Exercise :: Quote the listing below from its first line through the line that contains "[302,233,321,254]", including both ends. Leave the picture out of your answer.

Stored data ::
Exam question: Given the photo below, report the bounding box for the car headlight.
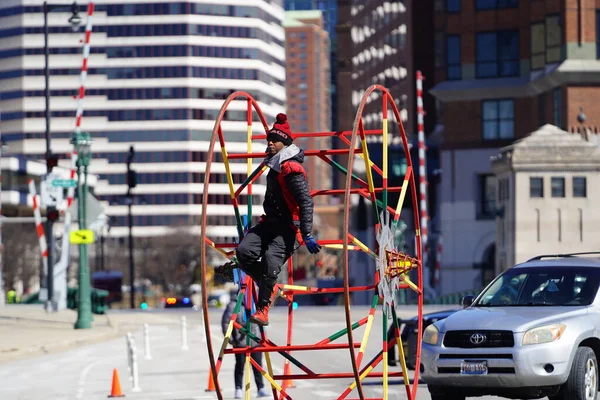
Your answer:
[423,324,440,346]
[523,324,567,346]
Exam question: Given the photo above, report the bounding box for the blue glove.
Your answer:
[302,233,321,254]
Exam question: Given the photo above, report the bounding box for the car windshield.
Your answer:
[473,267,600,307]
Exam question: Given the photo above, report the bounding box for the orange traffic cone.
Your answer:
[108,368,125,397]
[205,368,216,392]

Expected answer ::
Exam question: Given the photo below, report the bounding box for the car headlight.
Your answer:
[423,324,440,346]
[523,324,567,346]
Exam question: Given the photo above, report the bounding box for the blue glove.
Your answer:
[302,233,321,254]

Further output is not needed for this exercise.